### What is asked
[1] In the discussion of Surface sales, what is the Surface intended as?
[2] Extend the discussion of Surface sales past its final sentence with a few more sentences in the same voice.

### Excerpt to read
Quarters mean nothing, especially because sales ALWAYS take a dive before a new product is released. Because people don't want to buy something that will be replaced within 2-3 months. It applies to everything, not just Surfaces. It applies to iPhones, iPads, Macs, cars, planes, even food.

In 1 quarter, Apple sells more iPads than MS has sold Surfaces in 3 years. The Surface has a tiny market.

iPad market is bigger because the device is cheaper and is intended for entertainment market. Surface is more expensive, been on the market less time and is intended as a laptop replacement. Less people buy laptops often, compared to iPads. Surface has a tiny market, but that market grows daily.
 
Reported in the quarter. But a disastrous y-o-y fall.

The last quarter doesn't account for the new release of the SP4 and Surface Book.

I know. No one cares about any of those things, and it's probably a dismal failure, and blah blah blah, but the SP3 had been out for well over year, and sales generally tend to be lower on older hardware during the pre-holiday quarter, so sales being down at that time signifies absolutely nothing.

### Provided material
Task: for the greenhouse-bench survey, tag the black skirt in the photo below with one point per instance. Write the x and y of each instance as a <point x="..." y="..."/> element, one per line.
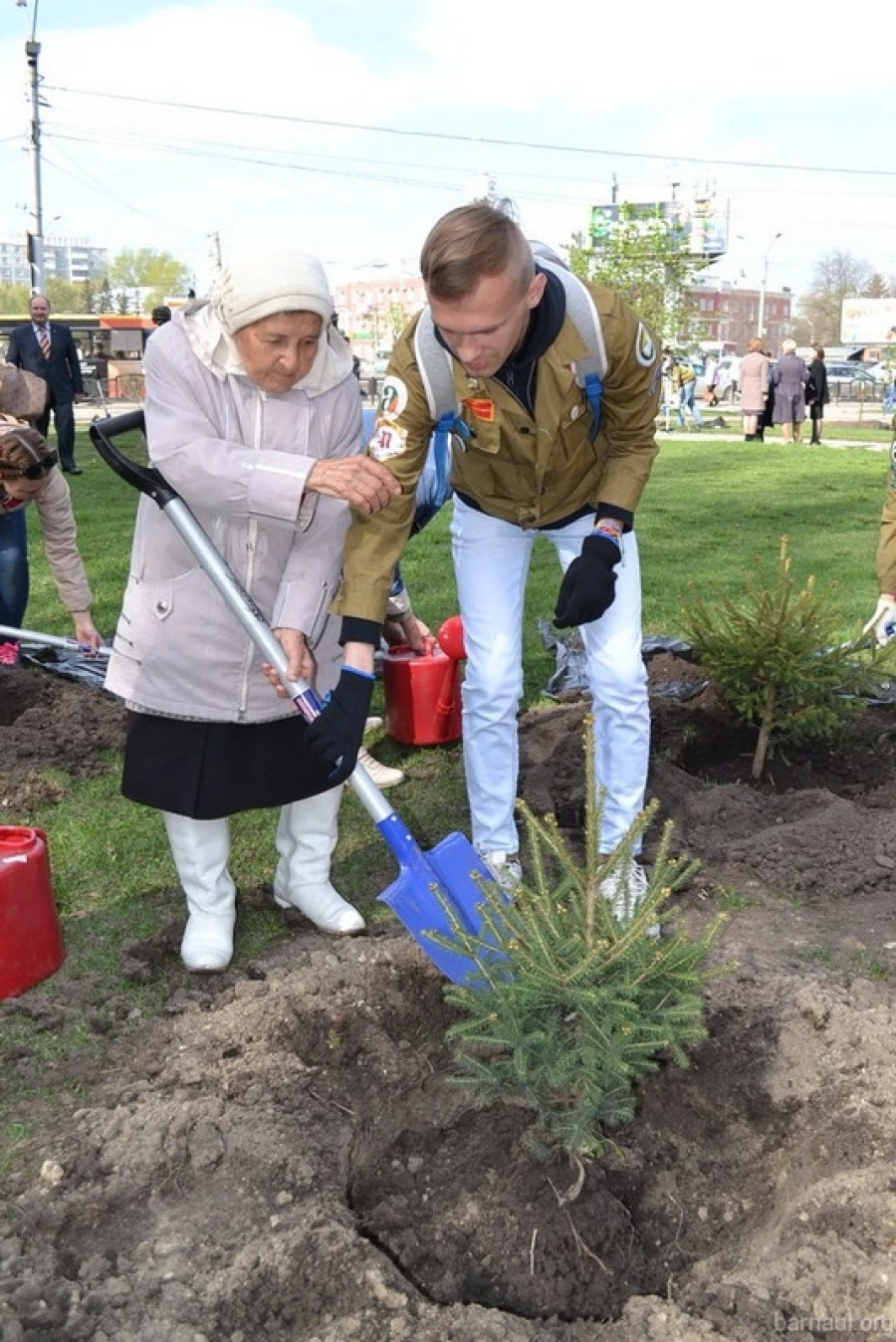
<point x="212" y="770"/>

### Task-by-task outputs
[1] A laptop replacement.

[2]
 
I'm sure I'm in the minority here but I agree with Cook - some OSX/iOS hybrid probably would be nasty.

That being said, iOS on iPad could use some work. Multiple user accounts, a more versatile desktop, better use of screen real estate, etc. and I'd be set.

Tl;dr put iOS on steroids rather than some Frankenstein hybrid.

Me too... I don't think about these issues as hard as others do. A laptop still bounds you to a desk. A tablet (ipad) does allow freedom from that constraint.

There is also a lot of work I do which starts on the ipad and completes on the laptop/desktop.

I don't feel each one needs to replace the other. I look at the task at hand, not at the device.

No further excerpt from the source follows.